- [PROBLEM REQUIREMENTS]: Check each line of the listing for the word "truss" and give only the number of lines that have it.

- [DATA FOR THIS EXERCISE]:
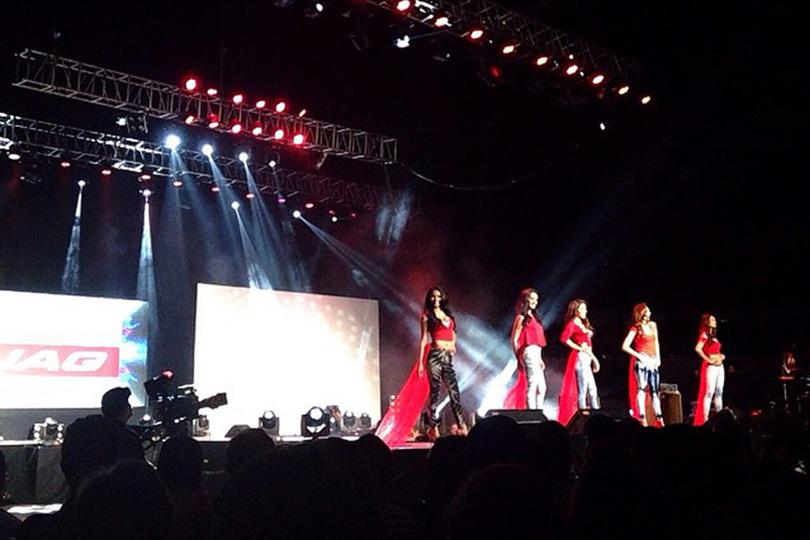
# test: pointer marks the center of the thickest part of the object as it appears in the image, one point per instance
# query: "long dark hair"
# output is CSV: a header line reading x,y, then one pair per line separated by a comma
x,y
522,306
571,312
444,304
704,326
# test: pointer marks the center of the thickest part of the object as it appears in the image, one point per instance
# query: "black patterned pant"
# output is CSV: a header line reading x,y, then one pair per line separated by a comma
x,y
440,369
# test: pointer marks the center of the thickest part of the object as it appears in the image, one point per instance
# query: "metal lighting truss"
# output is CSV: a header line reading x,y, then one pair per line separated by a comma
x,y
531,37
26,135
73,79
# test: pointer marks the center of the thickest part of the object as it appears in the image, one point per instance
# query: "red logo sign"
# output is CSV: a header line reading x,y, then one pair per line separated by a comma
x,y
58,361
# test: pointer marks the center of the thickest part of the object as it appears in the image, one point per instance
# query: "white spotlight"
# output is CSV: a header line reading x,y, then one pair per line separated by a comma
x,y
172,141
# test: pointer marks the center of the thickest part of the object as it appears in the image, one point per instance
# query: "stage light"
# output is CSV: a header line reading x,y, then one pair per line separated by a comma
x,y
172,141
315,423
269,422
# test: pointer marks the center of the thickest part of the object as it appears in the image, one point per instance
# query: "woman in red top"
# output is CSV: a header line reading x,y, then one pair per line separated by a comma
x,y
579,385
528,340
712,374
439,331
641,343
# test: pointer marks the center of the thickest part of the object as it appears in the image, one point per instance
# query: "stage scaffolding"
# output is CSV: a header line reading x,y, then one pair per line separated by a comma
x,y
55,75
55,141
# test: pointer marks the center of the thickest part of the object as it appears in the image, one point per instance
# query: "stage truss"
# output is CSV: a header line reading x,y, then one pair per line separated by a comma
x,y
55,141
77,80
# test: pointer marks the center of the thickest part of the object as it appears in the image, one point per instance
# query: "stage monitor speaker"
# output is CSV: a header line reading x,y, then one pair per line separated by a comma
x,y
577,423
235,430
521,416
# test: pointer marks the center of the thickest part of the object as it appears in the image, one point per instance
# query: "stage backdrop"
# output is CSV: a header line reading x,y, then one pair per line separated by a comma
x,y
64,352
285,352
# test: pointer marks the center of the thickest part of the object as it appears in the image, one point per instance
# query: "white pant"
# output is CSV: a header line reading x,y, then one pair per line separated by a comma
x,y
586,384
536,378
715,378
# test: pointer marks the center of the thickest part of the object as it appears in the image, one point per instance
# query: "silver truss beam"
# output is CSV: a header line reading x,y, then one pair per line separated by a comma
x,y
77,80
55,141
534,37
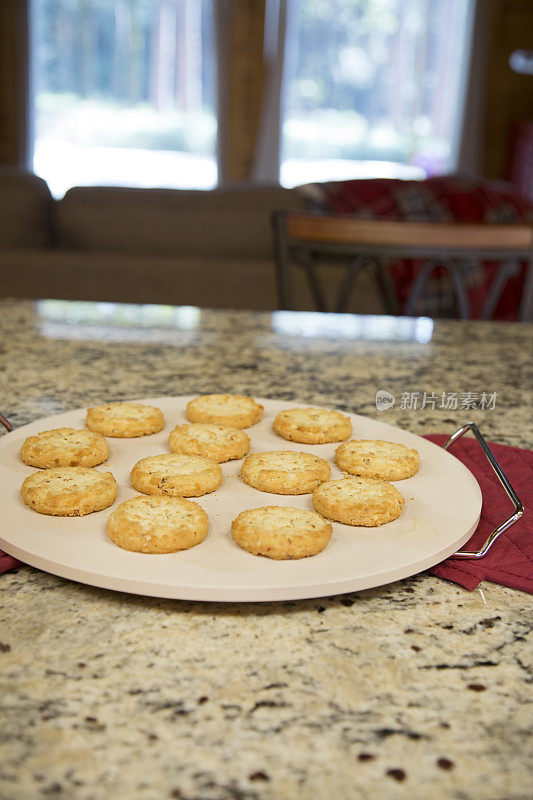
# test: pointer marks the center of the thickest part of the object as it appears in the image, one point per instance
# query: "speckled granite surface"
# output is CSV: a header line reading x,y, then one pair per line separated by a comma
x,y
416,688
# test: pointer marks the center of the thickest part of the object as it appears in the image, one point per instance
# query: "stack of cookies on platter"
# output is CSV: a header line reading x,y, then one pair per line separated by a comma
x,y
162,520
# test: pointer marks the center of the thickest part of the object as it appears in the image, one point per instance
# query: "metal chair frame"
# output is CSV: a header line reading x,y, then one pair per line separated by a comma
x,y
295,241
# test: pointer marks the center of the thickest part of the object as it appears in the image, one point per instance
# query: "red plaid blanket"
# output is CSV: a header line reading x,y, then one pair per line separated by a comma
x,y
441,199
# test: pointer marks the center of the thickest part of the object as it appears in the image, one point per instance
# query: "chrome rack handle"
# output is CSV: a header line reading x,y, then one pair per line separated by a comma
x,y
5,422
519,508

- [SOLVED EXERCISE]: 3